▸ STUDY QUESTIONS:
a. Reproduce the passage of the HAPLab treadmill-test account between "After signing a" and "free to ski.", inclusive.
b. Write the next part of the HAPLab treadmill-test account, picking up after its final sentence.

:: STUDY TEXT

Believe you me, it got a little embarrassing at the tantric campfire and I was asked, not so politely, to leave. As a result of Cialis, I had to find a place to hide for the next 36 hours. Any longer and I would have to consult a physician.
I turned to the walls of Indian Creek to clear my head and find direction and that’s where I heard about Free Ski and ultimately landing me in the HAPLab at Western State College.
After signing a series of release forms asking questions about chest pains, who doesn’t get chest pains while sitting let alone during exertion, and whatnot, director of the HAPLab Scott Drum, HAPLab manager Josh Dayton and HAPLab exercise specialist Ashley Quiggle proceeded to rig me to the treadmill and a variety of tubes and wires.
In addition, I was hooked up to a gas analysis machine, think part electroshock therapy mouth guard, part orthodontia headgear. Both of which I’m very familiar with. The 1950s were a different time and the government paid good money for human testing. I did some, subjecting myself to electroshock therapy sessions to test the human mind’s threshold. I passed. So this all seemed rather comfortable to me.
The test started at an easy pace and my thoughts wandered to the slopes of Crested Butte Mountain and the idea that it would be free to ski.
I was asked at intervals what my exertion level was on a level of one to 20, one being no stress and 20 being redlined.

::::
:: DATA SUPPLIED

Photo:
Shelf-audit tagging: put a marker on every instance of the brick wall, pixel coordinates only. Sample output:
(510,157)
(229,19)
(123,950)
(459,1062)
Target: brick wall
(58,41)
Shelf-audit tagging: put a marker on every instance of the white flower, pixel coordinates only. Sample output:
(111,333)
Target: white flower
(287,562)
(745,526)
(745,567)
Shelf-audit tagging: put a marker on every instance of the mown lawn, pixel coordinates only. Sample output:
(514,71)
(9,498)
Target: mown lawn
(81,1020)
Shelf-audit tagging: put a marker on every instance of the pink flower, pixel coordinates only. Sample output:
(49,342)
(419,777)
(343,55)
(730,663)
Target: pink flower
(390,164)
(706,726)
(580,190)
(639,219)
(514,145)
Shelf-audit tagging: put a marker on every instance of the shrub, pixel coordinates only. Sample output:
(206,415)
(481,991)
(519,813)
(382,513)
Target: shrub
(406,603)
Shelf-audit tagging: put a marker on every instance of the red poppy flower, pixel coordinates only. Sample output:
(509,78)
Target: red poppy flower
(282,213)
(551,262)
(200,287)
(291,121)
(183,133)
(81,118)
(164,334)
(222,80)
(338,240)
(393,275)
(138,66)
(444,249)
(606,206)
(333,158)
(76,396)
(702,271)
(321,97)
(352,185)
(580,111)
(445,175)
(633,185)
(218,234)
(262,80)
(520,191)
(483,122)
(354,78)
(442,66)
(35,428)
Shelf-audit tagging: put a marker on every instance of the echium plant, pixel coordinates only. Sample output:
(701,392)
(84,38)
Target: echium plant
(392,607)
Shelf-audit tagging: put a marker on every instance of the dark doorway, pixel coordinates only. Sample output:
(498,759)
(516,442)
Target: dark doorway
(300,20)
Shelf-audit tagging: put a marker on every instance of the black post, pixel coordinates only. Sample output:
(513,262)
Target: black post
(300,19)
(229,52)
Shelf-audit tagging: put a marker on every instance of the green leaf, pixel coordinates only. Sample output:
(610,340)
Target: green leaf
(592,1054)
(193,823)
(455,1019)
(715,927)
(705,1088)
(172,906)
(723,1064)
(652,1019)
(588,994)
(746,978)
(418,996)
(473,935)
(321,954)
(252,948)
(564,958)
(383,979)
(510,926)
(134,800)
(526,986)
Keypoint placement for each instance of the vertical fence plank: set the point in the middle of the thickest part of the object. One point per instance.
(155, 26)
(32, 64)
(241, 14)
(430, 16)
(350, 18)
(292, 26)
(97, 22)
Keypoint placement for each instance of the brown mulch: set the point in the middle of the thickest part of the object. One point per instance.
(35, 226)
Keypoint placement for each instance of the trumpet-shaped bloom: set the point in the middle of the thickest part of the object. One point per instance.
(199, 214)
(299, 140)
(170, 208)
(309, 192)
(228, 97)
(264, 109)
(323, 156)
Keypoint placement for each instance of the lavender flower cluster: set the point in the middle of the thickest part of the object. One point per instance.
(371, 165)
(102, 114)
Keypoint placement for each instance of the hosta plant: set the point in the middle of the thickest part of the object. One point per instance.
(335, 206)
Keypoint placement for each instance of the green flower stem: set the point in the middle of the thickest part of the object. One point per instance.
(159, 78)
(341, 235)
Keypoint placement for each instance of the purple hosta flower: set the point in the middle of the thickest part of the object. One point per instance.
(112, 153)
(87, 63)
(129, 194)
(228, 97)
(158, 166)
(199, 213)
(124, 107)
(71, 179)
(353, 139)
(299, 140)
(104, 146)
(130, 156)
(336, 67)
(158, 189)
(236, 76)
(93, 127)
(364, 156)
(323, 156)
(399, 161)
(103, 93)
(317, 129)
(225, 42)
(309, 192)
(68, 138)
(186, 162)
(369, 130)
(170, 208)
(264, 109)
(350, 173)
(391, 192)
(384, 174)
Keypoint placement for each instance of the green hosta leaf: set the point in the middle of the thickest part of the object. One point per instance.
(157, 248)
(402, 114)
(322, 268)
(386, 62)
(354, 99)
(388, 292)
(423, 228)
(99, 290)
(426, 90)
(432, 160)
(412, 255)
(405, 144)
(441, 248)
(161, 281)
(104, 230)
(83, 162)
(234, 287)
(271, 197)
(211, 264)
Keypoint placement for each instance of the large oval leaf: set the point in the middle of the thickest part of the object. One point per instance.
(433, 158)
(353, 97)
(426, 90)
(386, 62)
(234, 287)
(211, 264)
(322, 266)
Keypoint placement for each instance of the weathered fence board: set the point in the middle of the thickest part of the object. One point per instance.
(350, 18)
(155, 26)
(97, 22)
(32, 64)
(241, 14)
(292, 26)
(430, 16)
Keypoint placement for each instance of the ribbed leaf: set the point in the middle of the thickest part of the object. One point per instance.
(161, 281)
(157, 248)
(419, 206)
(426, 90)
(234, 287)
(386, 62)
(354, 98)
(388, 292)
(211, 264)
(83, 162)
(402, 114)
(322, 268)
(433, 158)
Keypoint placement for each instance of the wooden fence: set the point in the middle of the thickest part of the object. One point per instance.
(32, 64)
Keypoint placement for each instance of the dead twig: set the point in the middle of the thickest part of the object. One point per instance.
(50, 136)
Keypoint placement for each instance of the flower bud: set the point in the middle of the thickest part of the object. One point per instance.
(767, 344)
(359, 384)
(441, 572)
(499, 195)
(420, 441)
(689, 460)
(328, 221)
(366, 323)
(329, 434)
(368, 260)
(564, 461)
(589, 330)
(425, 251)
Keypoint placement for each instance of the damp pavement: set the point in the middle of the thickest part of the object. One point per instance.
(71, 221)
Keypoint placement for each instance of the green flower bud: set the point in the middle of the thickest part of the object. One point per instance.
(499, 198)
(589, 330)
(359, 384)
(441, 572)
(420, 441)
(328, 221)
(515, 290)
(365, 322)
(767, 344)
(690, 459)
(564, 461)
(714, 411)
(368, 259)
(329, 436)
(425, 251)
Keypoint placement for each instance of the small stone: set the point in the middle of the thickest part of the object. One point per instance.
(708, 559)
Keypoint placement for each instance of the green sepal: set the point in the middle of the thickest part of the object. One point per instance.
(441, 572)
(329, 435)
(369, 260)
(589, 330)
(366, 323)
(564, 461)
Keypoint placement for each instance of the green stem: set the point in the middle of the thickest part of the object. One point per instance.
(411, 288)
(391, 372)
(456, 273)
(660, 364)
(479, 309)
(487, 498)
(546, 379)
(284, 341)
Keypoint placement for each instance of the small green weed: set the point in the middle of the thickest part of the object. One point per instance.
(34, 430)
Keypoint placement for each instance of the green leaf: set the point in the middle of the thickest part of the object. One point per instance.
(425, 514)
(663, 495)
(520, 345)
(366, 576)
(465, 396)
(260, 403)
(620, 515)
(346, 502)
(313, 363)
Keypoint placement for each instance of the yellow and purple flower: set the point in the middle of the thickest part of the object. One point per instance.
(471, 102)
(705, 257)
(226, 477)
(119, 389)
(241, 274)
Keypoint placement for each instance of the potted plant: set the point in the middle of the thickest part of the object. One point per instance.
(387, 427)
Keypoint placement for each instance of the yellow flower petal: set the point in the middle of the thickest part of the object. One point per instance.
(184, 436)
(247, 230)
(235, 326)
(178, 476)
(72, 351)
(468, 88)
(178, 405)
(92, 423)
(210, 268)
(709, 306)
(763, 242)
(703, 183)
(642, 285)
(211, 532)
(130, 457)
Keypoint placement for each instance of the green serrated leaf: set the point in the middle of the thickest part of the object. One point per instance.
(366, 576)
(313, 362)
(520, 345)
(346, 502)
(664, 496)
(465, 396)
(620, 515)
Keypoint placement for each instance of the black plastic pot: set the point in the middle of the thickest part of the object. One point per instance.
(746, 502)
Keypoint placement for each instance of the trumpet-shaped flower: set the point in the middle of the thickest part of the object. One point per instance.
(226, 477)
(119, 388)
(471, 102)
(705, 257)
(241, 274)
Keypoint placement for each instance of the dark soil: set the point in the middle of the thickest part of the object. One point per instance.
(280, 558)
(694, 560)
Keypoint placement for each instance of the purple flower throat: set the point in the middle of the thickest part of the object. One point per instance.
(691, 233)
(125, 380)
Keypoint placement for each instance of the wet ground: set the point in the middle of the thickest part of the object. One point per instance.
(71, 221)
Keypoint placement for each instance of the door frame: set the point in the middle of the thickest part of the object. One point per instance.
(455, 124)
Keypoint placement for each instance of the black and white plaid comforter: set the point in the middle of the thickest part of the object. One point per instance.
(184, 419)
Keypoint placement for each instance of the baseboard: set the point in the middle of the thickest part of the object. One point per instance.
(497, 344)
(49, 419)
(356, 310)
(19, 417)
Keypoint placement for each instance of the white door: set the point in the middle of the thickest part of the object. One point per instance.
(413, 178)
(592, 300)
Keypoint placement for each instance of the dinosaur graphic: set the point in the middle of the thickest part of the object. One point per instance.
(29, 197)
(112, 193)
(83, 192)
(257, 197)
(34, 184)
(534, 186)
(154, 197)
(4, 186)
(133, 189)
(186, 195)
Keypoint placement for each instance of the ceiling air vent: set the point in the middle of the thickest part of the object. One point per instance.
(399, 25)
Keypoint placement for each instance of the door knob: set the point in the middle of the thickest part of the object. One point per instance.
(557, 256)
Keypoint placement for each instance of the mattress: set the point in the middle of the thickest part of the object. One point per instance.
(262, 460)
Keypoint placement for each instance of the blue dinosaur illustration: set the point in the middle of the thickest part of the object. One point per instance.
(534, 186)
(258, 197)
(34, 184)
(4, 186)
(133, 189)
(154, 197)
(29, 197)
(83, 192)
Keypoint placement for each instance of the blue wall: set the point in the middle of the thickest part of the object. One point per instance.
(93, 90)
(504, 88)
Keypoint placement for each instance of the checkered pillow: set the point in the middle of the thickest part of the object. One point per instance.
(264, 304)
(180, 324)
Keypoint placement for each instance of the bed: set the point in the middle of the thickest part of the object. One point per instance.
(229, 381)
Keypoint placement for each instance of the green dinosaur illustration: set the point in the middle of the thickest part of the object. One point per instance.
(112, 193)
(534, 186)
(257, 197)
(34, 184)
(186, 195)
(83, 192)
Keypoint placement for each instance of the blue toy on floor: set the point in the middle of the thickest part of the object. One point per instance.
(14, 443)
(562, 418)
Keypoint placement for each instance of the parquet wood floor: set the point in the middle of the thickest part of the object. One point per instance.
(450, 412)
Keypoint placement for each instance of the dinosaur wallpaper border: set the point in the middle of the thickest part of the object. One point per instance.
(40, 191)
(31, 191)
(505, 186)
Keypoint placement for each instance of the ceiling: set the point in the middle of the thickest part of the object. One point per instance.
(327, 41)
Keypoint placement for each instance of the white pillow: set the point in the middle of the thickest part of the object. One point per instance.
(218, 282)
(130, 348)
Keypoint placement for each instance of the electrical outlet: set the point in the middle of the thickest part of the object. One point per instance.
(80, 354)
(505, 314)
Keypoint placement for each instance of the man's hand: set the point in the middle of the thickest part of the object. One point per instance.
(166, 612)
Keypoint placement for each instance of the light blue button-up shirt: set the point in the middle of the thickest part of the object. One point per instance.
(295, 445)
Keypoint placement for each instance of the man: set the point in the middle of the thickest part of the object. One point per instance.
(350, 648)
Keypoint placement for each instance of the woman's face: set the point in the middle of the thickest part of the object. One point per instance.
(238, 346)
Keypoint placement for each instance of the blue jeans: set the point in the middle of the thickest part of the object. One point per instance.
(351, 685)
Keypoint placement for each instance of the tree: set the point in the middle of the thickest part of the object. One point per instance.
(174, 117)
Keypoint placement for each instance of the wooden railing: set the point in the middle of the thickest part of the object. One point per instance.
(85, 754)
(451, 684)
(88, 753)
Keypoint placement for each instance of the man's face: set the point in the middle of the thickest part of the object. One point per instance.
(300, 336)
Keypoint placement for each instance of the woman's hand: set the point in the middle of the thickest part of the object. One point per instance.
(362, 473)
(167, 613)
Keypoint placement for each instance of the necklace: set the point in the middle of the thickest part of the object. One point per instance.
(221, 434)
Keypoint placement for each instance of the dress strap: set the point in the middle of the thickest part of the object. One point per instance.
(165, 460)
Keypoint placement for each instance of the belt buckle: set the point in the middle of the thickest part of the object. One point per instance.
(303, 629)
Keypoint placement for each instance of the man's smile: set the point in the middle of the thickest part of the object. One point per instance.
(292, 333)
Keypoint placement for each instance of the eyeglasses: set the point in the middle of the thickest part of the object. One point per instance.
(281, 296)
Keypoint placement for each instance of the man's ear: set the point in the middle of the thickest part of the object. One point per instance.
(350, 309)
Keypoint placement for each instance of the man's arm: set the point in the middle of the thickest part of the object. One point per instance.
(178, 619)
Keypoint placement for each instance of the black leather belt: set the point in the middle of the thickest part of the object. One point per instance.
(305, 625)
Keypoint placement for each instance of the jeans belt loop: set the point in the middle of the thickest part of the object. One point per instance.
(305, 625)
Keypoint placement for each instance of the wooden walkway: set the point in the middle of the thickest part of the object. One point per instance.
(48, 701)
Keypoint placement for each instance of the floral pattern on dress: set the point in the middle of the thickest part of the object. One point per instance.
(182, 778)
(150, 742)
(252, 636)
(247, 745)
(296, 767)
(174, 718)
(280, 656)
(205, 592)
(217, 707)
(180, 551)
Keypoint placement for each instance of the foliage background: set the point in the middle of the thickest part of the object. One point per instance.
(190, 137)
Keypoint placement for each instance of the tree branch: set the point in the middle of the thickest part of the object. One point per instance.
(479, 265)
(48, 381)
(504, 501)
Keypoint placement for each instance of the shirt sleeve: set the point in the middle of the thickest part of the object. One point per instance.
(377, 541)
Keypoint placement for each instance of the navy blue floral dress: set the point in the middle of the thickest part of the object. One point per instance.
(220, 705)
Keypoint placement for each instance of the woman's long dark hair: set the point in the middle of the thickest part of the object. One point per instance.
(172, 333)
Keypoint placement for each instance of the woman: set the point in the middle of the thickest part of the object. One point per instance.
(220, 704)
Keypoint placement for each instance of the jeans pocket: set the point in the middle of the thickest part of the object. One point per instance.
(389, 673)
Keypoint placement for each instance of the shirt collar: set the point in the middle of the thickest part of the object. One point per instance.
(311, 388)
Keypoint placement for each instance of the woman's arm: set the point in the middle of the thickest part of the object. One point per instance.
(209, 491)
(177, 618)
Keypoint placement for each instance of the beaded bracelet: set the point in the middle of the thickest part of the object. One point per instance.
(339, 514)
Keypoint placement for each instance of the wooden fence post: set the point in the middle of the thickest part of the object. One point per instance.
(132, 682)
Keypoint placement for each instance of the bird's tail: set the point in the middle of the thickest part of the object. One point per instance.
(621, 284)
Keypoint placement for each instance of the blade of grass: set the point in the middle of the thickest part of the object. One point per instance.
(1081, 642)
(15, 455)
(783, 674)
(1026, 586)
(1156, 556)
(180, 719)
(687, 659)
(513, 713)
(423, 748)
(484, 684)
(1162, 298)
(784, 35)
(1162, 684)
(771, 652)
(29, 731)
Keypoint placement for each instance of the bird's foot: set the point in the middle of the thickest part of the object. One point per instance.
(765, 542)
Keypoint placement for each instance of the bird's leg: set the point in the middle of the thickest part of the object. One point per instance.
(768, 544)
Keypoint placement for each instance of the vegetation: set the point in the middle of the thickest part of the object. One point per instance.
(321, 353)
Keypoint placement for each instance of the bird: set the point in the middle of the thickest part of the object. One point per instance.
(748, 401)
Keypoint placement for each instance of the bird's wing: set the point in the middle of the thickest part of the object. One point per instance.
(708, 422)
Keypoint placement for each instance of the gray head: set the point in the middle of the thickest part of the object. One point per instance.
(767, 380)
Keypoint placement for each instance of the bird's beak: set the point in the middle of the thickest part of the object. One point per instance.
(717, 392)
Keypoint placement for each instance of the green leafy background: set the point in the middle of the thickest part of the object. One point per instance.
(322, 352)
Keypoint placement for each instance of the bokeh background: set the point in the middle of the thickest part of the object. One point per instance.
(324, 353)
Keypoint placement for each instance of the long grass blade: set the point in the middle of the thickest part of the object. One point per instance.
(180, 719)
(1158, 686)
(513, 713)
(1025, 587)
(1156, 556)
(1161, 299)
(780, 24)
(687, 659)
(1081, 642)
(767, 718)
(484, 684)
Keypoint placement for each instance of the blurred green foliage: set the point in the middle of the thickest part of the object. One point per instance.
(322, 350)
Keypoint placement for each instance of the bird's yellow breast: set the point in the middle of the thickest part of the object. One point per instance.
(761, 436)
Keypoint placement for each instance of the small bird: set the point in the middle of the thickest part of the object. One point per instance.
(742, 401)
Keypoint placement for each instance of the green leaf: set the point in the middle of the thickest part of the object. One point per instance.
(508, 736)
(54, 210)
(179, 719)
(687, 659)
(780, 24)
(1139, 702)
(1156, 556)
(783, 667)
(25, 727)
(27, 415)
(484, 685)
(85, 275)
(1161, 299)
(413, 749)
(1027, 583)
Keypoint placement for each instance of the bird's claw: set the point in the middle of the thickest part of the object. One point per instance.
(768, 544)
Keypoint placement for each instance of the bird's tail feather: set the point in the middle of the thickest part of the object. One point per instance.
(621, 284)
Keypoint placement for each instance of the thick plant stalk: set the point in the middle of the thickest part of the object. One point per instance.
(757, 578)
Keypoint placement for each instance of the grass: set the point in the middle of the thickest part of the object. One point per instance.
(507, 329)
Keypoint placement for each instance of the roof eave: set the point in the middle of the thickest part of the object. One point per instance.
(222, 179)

::::

▸ RESPONSES IN ORDER:
a.
After signing a series of release forms asking questions about chest pains, who doesn’t get chest pains while sitting let alone during exertion, and whatnot, director of the HAPLab Scott Drum, HAPLab manager Josh Dayton and HAPLab exercise specialist Ashley Quiggle proceeded to rig me to the treadmill and a variety of tubes and wires.
In addition, I was hooked up to a gas analysis machine, think part electroshock therapy mouth guard, part orthodontia headgear. Both of which I’m very familiar with. The 1950s were a different time and the government paid good money for human testing. I did some, subjecting myself to electroshock therapy sessions to test the human mind’s threshold. I passed. So this all seemed rather comfortable to me.
The test started at an easy pace and my thoughts wandered to the slopes of Crested Butte Mountain and the idea that it would be free to ski.

b.
Cruising at a one for a while I wondered how this would really test me as I gazed at a motivational poster of Steve Prefontaine, the University of Oregon distance runner.
It was then that I found out how the test really works as Drum mentioned increasing the pace on the treadmill.
Immediately I was at an eight.
Quiggle proceeded with a blood test in an effort to determine my lactate threshold. Let’s just say I’m lactate intolerant.
The pace increased again and I was at 12 and when he ramped up the pace once more I was hitting 20 and then some. The technicians started shouting and everything got a little dark.
"Pulse rate 180!" yelled one.
"Pulse rate 187!" soon after.
"Bring it down, bring it down!" screamed one of the technicians and that was the last thing I heard before I hopped off the treadmill fearing pulmonary explosion.
Apparently, the VO2 test on the treadmill is designed to last 10 to 15 minutes. I made it exactly eight minutes and 47 seconds.
While in "warm down," i.e. sitting and smoking, Quiggle took my blood pressure and we spoke of getting on the stationary bike for a similar test specific to biking.
I gave it a quick go at an easy pace just to see but decided enough was enough and called it good. When the lab results were printed Drum stated, "You have the VO2 level equivalent to the girls’ cross-country runners."
Pretty damn good considering the WSC girls team has some national championships to their credit.
My lactate threshold and everything else were documented on the computer and printed out to me for consultation with Drum and Dayton.
Dayton explained that there was hope for me yet based on my results and just when the humility of the tests had me thinking of packing it in for good, Dayton said I’ve got a good base to work with.
While the tests are somewhat sport specific to running and biking, the lab will soon add a six-foot by eight-foot treadmill to their burgeoning batch of equipment in an effort to conduct Nordic skiing tests as well, a sport that I hear is pretty popular in these parts.
In addition, Drum hopes to further expand their testing capabilities to accommodate its use by disabled athletes.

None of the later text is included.